> INPUT:
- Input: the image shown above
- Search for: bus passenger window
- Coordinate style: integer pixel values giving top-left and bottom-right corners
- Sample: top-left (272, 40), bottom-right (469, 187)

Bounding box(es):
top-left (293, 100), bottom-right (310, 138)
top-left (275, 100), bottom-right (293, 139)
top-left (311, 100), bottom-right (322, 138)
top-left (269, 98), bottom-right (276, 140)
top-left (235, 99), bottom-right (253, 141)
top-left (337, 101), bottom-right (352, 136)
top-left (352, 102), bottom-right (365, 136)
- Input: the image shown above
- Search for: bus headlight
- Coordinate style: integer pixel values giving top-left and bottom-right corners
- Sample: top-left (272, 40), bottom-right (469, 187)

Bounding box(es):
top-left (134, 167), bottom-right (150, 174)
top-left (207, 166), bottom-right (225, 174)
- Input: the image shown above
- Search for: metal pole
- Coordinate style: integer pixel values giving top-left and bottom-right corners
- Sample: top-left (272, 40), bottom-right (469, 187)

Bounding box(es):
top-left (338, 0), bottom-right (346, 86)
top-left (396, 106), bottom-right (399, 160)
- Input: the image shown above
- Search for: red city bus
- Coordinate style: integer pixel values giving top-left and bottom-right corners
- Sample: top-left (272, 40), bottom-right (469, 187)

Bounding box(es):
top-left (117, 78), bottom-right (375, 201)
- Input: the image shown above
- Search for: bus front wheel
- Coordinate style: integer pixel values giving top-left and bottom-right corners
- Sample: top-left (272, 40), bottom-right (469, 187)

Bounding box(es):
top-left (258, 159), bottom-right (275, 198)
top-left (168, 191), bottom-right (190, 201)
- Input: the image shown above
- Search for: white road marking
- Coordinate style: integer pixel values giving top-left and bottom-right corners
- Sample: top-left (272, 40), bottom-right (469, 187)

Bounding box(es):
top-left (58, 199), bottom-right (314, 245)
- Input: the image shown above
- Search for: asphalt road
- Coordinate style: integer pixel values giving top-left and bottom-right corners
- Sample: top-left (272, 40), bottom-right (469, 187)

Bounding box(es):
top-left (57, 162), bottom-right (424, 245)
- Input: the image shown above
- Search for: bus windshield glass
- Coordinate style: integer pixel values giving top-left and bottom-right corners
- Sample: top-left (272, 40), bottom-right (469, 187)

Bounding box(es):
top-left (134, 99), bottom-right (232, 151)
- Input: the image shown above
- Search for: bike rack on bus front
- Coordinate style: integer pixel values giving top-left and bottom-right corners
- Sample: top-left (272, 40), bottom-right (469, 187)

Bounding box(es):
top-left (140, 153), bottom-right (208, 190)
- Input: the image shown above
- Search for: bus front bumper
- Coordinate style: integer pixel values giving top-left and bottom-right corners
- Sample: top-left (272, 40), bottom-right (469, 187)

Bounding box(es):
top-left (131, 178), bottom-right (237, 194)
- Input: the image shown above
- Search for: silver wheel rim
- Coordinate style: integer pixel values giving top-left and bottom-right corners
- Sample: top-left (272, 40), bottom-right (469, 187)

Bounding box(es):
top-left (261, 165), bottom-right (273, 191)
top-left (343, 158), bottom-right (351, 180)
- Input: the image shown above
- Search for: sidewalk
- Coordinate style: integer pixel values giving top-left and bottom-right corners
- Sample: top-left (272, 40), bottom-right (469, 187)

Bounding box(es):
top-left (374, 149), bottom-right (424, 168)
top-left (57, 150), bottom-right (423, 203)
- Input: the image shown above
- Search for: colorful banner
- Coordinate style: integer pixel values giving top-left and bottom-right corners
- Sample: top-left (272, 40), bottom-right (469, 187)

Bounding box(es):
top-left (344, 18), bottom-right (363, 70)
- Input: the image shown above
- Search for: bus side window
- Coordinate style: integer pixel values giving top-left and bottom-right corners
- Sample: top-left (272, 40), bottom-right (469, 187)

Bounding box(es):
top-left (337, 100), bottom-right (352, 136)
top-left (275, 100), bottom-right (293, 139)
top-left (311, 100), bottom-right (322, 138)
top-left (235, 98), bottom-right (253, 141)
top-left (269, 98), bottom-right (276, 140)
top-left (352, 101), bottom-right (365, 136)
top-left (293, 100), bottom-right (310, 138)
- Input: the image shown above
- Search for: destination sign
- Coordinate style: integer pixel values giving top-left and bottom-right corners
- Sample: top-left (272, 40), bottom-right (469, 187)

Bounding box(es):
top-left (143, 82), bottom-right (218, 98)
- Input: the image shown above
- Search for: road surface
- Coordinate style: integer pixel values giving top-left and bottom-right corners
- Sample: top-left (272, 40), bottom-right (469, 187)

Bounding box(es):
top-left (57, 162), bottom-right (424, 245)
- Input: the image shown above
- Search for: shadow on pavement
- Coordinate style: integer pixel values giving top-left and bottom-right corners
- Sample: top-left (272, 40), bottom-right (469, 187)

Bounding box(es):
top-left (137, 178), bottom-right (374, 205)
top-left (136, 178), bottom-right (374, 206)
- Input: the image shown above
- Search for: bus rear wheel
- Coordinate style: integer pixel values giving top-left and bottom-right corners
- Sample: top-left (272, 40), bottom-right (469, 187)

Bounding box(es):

> REQUIREMENT:
In the listing, find all lines with the string "front" and copy them.

> YOUR SOLUTION:
- Search for: bus front wheel
- Search for: bike rack on bus front
- Search for: bus front bumper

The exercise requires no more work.